>> begin DATA SUPPLIED

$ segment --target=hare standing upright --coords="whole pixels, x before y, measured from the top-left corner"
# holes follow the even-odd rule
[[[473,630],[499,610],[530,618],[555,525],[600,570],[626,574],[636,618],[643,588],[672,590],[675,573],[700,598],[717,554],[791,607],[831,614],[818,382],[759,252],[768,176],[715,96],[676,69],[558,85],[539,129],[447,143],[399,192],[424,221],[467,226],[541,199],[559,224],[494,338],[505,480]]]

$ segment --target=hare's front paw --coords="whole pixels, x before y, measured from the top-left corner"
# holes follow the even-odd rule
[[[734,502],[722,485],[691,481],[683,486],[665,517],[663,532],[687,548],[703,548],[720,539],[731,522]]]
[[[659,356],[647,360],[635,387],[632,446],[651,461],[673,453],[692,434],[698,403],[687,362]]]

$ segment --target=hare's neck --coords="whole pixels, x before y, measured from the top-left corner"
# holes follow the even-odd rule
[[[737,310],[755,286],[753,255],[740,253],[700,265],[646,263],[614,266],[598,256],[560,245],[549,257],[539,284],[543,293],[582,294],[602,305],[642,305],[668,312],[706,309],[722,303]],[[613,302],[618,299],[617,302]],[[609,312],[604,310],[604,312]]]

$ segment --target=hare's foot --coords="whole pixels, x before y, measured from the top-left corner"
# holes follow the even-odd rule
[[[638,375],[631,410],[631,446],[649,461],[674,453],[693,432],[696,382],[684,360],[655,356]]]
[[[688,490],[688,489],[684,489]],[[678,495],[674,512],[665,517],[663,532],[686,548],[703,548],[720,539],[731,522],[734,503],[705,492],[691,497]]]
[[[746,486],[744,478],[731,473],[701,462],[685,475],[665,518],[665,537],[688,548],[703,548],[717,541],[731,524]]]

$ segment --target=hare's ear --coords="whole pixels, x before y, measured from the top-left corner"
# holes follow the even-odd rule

>> end DATA SUPPLIED

■ TASK PROMPT
Render every line of the entries above as a numbered list, omitting the blank lines.

■ RIGHT ANSWER
1. $ segment --target=hare standing upright --coords="whole pixels, x before y, measured from the top-left corner"
2. # holes follow the even-odd rule
3. [[[473,630],[499,610],[530,618],[555,525],[600,570],[626,574],[636,618],[643,588],[672,590],[675,573],[700,598],[717,554],[791,607],[831,614],[818,382],[759,252],[768,176],[715,96],[676,69],[558,85],[539,129],[447,143],[399,192],[424,221],[467,226],[541,199],[559,224],[494,338],[505,480]]]
4. $ segment --target=hare's front paw --coords="whole pixels, x before y, measured from the top-left corner"
5. # holes follow the even-odd rule
6. [[[734,502],[722,485],[691,481],[683,486],[665,517],[663,532],[687,548],[703,548],[720,539],[731,522]]]
7. [[[659,356],[647,360],[635,387],[632,446],[651,461],[673,453],[692,434],[698,403],[687,362]]]
8. $ segment --target=hare's neck --coords="whole pixels, x before y, measured from the top-left corner"
9. # holes follow the even-odd rule
10. [[[737,310],[755,286],[753,255],[740,253],[700,265],[646,263],[614,266],[598,256],[560,245],[549,257],[539,284],[543,293],[582,294],[602,305],[642,305],[668,312],[706,309],[722,303]],[[613,302],[618,299],[617,302]],[[609,312],[604,310],[604,312]]]
11. $ segment --target=hare's foot --coords="whole pixels, x before y, measured from the top-left corner"
12. # holes follow the even-odd rule
13. [[[638,375],[631,410],[631,446],[649,461],[674,453],[693,432],[696,382],[684,360],[655,356]]]
14. [[[688,490],[688,489],[684,489]],[[678,495],[674,512],[665,517],[663,532],[686,548],[703,548],[720,539],[731,522],[734,503],[705,492],[691,497]]]
15. [[[746,486],[744,478],[731,473],[701,462],[685,475],[665,518],[665,537],[688,548],[703,548],[717,541],[731,524]]]
16. $ segment --target=hare's ear --coords="whole pixels, x before y, measured from the top-left corner"
17. # holes follow the even-odd rule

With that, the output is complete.